Present each line of the entries below as a row in a Markdown table with the columns Row and Line, numbering the rows in order and omitting blank lines.
***** Material provided
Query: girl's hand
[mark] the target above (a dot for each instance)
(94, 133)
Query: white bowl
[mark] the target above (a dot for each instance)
**********
* Task response:
| Row | Line |
|---|---|
| 1 | Query: girl's hand |
| 2 | [mark] the target above (a dot for each instance) |
| 3 | (94, 133) |
| 4 | Query: white bowl |
| 5 | [mark] the target above (a dot for each instance) |